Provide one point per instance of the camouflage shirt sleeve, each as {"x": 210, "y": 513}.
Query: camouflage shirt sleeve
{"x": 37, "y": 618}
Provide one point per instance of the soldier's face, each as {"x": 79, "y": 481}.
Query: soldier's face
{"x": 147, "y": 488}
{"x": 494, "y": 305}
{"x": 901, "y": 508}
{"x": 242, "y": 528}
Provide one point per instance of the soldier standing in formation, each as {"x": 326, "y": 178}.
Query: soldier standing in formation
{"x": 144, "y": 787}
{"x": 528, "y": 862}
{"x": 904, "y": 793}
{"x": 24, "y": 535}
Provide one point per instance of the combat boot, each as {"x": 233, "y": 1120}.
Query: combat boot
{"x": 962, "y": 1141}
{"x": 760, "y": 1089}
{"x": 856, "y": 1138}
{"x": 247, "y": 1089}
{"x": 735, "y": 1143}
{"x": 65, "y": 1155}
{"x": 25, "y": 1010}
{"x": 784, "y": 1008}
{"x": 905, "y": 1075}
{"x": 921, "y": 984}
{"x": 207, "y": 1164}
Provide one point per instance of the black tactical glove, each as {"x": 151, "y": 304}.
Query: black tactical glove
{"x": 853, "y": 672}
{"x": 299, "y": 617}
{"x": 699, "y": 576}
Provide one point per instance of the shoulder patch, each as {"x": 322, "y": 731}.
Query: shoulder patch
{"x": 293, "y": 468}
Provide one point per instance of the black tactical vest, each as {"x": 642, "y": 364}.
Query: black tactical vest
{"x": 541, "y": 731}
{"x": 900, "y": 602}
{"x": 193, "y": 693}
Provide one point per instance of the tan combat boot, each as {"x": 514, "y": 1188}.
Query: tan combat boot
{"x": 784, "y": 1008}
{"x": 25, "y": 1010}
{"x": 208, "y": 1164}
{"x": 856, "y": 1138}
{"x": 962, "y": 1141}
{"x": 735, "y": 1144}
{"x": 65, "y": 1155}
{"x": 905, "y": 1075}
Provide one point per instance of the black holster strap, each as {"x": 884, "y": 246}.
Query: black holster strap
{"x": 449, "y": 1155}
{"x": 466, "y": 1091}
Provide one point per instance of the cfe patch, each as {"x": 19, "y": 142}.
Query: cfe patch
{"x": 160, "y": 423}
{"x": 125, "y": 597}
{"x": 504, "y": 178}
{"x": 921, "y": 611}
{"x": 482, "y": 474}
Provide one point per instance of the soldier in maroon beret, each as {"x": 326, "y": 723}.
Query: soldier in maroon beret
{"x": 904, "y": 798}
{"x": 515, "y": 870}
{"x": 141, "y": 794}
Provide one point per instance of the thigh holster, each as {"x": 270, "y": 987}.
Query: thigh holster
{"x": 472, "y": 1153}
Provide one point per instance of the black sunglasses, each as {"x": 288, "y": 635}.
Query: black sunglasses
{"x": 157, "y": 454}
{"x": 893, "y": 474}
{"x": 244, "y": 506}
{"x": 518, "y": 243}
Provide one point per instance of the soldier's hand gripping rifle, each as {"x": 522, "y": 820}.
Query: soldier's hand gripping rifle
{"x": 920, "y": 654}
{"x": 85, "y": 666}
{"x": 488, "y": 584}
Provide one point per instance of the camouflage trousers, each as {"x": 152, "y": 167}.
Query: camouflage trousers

● **PROBLEM DETAILS**
Reproduce the material above, every line in its original order and wording, with no changes or omissions.

● **SOLUTION TO THIS TASK**
Provide one point per instance of the camouflage shirt sleeve, each as {"x": 210, "y": 513}.
Query: camouflage shirt sleeve
{"x": 37, "y": 618}
Provide one point per instance of the soldier's face, each as {"x": 79, "y": 481}.
Query: soldier's face
{"x": 147, "y": 488}
{"x": 494, "y": 305}
{"x": 901, "y": 508}
{"x": 242, "y": 528}
Provide one point per instance of the soldier standing in formation, each as {"x": 326, "y": 178}.
Query: soldier standing in formation
{"x": 144, "y": 787}
{"x": 528, "y": 862}
{"x": 904, "y": 793}
{"x": 24, "y": 535}
Provide one point per instance of the combat boot, each as {"x": 233, "y": 1120}.
Query: combat boot
{"x": 962, "y": 1141}
{"x": 760, "y": 1089}
{"x": 856, "y": 1138}
{"x": 247, "y": 1089}
{"x": 735, "y": 1143}
{"x": 65, "y": 1155}
{"x": 25, "y": 1010}
{"x": 784, "y": 1008}
{"x": 905, "y": 1075}
{"x": 921, "y": 984}
{"x": 207, "y": 1164}
Provide one point per instance of the black tactical glove, each as {"x": 151, "y": 304}.
Query: black tactical glove
{"x": 853, "y": 672}
{"x": 299, "y": 617}
{"x": 699, "y": 576}
Provide one point per instance of the shoulder patch, each as {"x": 322, "y": 731}.
Query: shoulder patch
{"x": 293, "y": 468}
Provide one point per instance of the black tactical vest, each as {"x": 642, "y": 364}.
Query: black tactical vest
{"x": 541, "y": 731}
{"x": 900, "y": 602}
{"x": 193, "y": 693}
Provide one point per instance of the tan combat boot, each as {"x": 514, "y": 1188}.
Query: tan combat boot
{"x": 784, "y": 1008}
{"x": 25, "y": 1010}
{"x": 208, "y": 1164}
{"x": 856, "y": 1138}
{"x": 962, "y": 1141}
{"x": 735, "y": 1144}
{"x": 65, "y": 1155}
{"x": 905, "y": 1075}
Provide one point per instance of the black holster strap, each as {"x": 884, "y": 246}.
Query: black holster strap
{"x": 449, "y": 1155}
{"x": 466, "y": 1091}
Provide one point per instance of the cfe patch, each as {"x": 19, "y": 142}.
Query: cfe patch
{"x": 160, "y": 423}
{"x": 125, "y": 597}
{"x": 504, "y": 178}
{"x": 921, "y": 611}
{"x": 482, "y": 474}
Provide one point per instance of the soldier in maroon beret, each as {"x": 326, "y": 723}.
Query: soldier in maroon beret
{"x": 904, "y": 798}
{"x": 515, "y": 870}
{"x": 141, "y": 794}
Provide one point per instance of the thigh holster, each as {"x": 270, "y": 987}.
Query: thigh holster
{"x": 472, "y": 1153}
Provide one point per instance of the black sunglasses, each as {"x": 288, "y": 635}.
Query: black sunglasses
{"x": 157, "y": 454}
{"x": 893, "y": 474}
{"x": 244, "y": 506}
{"x": 518, "y": 243}
Provide one point per instance of the soldier's hand gripping rifle, each as {"x": 522, "y": 820}.
Query: soldier's hand gripping rifle
{"x": 920, "y": 654}
{"x": 85, "y": 666}
{"x": 488, "y": 584}
Provide one point per instance of the camouflage trousers, each as {"x": 152, "y": 167}.
Query: camouflage trousers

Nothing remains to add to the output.